DESCRIPTION OF THE TASK:
Which lines below contain "balcony"? Copy every one of them.

Stored data entries

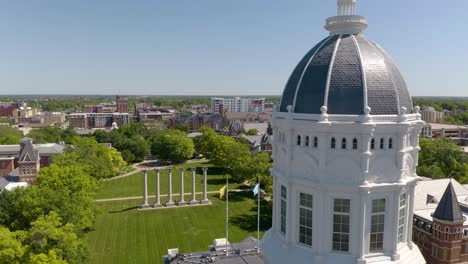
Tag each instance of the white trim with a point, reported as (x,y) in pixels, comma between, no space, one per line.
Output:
(363,73)
(330,70)
(305,69)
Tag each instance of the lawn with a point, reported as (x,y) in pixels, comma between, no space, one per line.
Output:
(133,185)
(123,234)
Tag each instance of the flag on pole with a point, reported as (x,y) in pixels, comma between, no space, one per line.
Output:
(222,191)
(256,189)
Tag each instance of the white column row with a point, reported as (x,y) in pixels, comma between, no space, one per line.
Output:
(170,200)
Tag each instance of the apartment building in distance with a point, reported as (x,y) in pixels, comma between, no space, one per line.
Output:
(97,120)
(237,104)
(430,115)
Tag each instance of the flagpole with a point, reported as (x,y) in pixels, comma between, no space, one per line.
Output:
(258,216)
(227,214)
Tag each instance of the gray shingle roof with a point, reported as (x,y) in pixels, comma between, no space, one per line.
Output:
(448,208)
(343,72)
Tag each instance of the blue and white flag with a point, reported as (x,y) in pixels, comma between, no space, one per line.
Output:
(256,189)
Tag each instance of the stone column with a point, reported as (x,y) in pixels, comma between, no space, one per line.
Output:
(158,191)
(169,191)
(205,194)
(181,198)
(145,189)
(193,201)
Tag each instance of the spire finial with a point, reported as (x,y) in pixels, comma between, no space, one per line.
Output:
(346,22)
(346,7)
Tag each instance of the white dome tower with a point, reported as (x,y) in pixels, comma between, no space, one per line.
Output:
(345,152)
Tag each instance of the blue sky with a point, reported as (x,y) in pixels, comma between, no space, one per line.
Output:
(213,47)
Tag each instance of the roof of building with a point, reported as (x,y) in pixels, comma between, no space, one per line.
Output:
(448,208)
(446,126)
(429,194)
(343,73)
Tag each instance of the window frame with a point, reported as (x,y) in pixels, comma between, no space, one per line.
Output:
(378,245)
(308,216)
(341,214)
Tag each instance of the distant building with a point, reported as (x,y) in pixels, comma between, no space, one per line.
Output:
(7,109)
(440,225)
(97,120)
(122,104)
(21,163)
(93,109)
(194,121)
(237,104)
(430,115)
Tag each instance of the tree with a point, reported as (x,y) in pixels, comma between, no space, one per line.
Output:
(50,240)
(97,160)
(10,139)
(183,128)
(173,145)
(252,132)
(11,249)
(70,192)
(442,156)
(8,130)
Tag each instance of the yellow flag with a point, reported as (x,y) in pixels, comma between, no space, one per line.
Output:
(222,191)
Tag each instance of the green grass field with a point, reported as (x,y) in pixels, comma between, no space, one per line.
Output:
(123,234)
(133,185)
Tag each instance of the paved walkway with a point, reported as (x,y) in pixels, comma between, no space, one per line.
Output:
(162,195)
(140,167)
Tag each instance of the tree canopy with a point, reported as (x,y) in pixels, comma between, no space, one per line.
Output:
(440,158)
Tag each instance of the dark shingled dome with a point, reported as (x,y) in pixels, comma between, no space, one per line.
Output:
(342,72)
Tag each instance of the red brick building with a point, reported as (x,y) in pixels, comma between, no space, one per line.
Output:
(442,240)
(21,163)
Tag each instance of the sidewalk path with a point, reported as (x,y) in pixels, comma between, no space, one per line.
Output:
(140,167)
(162,195)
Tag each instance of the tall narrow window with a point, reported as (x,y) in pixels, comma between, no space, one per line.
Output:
(283,209)
(341,210)
(305,219)
(402,218)
(377,225)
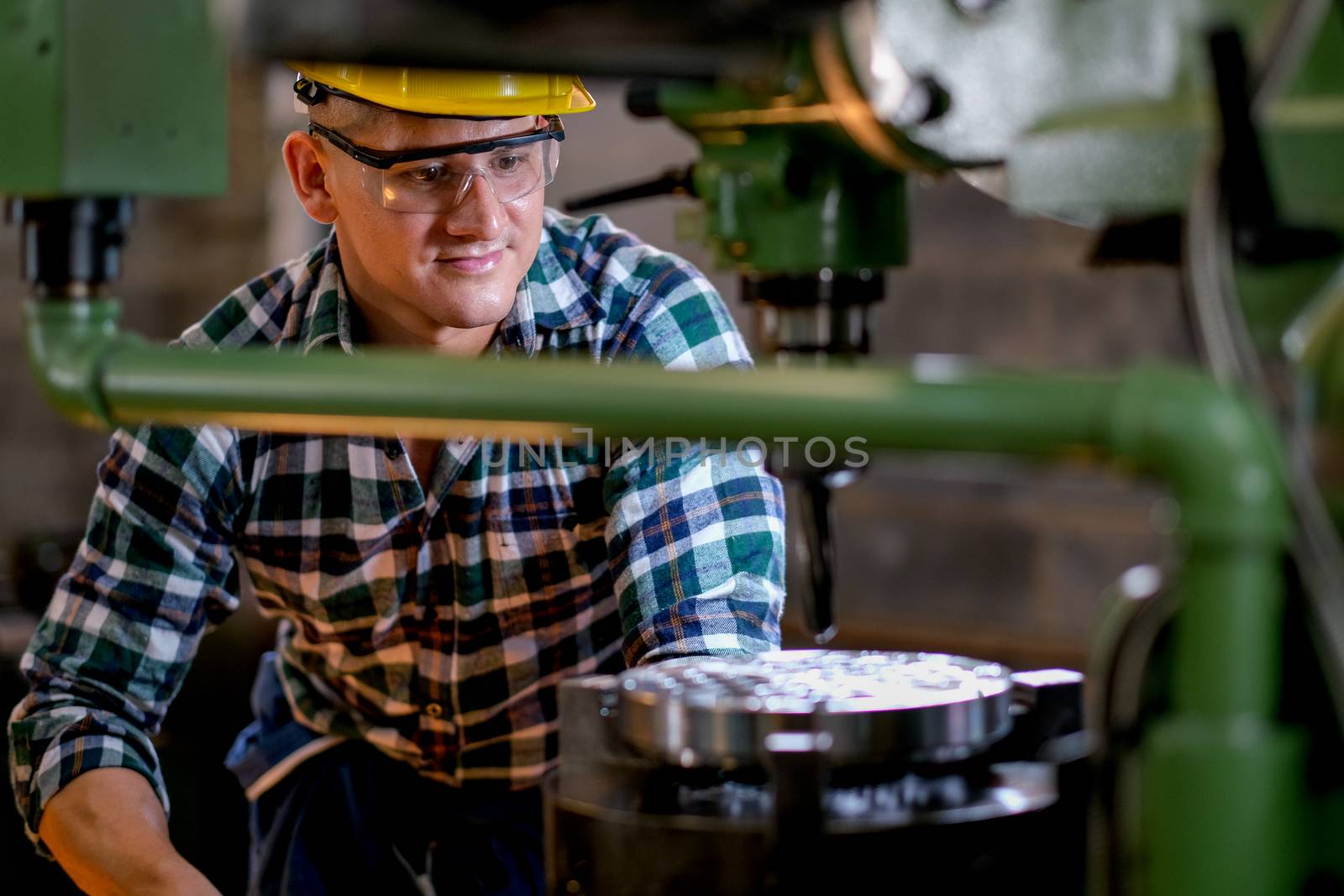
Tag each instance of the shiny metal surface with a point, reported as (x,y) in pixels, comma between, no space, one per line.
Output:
(877,707)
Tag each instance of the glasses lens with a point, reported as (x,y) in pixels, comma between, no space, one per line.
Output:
(437,186)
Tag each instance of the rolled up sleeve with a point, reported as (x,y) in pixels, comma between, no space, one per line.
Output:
(698,553)
(152,574)
(696,532)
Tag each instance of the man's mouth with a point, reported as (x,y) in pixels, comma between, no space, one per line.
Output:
(474,264)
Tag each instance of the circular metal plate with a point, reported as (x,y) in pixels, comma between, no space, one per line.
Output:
(875,707)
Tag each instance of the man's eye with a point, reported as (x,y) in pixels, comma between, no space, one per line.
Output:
(428,174)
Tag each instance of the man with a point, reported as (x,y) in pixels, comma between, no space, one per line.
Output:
(432,594)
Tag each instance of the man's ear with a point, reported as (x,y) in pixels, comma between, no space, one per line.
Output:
(307,164)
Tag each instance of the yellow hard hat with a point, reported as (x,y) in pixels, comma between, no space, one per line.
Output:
(438,92)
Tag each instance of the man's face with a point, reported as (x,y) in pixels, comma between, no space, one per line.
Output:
(457,269)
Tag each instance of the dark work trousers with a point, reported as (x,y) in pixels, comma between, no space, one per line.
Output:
(353,820)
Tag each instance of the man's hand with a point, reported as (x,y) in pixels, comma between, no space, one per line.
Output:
(108,831)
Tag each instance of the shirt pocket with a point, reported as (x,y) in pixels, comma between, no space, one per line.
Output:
(535,571)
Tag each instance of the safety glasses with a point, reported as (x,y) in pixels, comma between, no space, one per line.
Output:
(436,179)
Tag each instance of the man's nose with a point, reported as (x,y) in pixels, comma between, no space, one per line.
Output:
(479,212)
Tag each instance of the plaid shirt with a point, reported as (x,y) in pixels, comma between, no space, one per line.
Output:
(433,621)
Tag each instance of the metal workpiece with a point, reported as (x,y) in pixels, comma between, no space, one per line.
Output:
(873,707)
(783,774)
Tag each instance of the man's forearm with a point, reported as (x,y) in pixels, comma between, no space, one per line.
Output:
(108,831)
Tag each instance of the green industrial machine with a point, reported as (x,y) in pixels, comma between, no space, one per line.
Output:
(1207,129)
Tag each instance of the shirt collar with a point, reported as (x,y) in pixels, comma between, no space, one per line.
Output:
(328,315)
(550,297)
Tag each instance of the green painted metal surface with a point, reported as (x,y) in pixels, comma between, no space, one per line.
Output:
(116,98)
(796,196)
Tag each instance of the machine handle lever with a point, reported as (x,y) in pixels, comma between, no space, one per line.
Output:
(675,181)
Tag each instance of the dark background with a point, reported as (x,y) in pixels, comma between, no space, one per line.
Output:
(991,559)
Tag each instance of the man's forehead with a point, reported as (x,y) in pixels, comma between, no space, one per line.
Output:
(418,132)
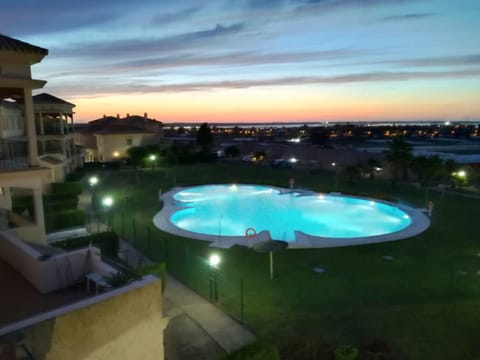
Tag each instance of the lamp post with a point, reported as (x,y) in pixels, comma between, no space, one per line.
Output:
(334,165)
(153,158)
(459,177)
(213,262)
(93,181)
(107,203)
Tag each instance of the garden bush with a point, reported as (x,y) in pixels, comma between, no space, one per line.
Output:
(346,352)
(107,242)
(157,269)
(255,351)
(64,219)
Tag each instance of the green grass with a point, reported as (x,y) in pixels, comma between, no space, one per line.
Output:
(425,303)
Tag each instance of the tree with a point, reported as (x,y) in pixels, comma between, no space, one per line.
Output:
(399,156)
(137,154)
(352,172)
(427,169)
(371,167)
(204,136)
(231,151)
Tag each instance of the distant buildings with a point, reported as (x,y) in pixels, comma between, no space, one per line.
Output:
(47,311)
(109,138)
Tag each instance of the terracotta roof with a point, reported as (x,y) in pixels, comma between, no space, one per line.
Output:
(131,124)
(122,129)
(45,98)
(9,104)
(10,44)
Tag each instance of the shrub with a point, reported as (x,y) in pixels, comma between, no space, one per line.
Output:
(306,348)
(378,350)
(255,351)
(64,220)
(157,269)
(120,278)
(71,188)
(55,203)
(346,352)
(107,242)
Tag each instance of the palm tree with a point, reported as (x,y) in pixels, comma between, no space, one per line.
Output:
(399,156)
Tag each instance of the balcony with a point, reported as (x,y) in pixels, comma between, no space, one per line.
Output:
(13,154)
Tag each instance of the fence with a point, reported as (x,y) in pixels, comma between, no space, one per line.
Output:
(309,281)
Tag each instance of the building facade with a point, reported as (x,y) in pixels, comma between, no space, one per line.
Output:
(109,138)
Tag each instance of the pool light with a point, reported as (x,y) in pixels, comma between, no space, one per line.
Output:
(107,201)
(93,181)
(214,260)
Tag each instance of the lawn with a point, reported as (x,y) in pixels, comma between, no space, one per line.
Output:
(424,303)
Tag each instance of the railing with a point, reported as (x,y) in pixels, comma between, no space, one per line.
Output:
(13,154)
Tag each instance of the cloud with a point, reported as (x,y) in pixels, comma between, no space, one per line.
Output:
(84,90)
(135,47)
(412,16)
(31,17)
(240,59)
(166,18)
(460,60)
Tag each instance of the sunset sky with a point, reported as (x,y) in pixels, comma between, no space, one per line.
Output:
(247,60)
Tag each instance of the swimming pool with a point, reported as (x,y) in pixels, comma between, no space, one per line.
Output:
(302,218)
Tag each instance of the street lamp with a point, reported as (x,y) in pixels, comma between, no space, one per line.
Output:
(213,262)
(93,181)
(334,165)
(152,158)
(459,177)
(107,203)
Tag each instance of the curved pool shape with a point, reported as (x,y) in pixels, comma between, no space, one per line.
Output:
(223,213)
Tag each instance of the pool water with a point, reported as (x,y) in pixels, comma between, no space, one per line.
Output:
(228,210)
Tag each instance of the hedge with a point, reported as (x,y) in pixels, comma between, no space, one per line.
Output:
(107,242)
(157,269)
(64,219)
(55,203)
(70,187)
(255,351)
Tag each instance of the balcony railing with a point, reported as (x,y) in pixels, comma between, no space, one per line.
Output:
(13,154)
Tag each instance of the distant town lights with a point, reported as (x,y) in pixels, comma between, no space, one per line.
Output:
(107,201)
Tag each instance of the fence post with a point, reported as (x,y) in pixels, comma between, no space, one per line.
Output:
(165,249)
(451,281)
(187,263)
(149,243)
(241,300)
(123,223)
(134,232)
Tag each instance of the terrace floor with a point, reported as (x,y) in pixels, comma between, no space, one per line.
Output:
(19,300)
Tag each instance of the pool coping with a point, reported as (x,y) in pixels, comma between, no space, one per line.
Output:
(419,223)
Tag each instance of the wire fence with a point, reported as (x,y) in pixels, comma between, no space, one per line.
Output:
(246,292)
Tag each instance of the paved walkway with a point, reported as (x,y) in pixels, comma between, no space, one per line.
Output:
(197,329)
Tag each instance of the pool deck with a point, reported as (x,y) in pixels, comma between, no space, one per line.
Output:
(419,223)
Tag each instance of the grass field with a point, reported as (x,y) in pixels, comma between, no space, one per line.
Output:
(424,303)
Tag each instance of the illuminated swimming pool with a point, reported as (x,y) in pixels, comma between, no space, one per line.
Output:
(302,218)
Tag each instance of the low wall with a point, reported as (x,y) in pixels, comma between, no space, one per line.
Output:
(52,273)
(126,326)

RESPONSE TO THE TASK:
Tag each instance of the balcony with a point, reported as (x,y) in pixels, comma between, no space, one per line.
Tag each instance of the balcony railing with a point, reported as (x,y) in pixels, comma between, no space, one per line.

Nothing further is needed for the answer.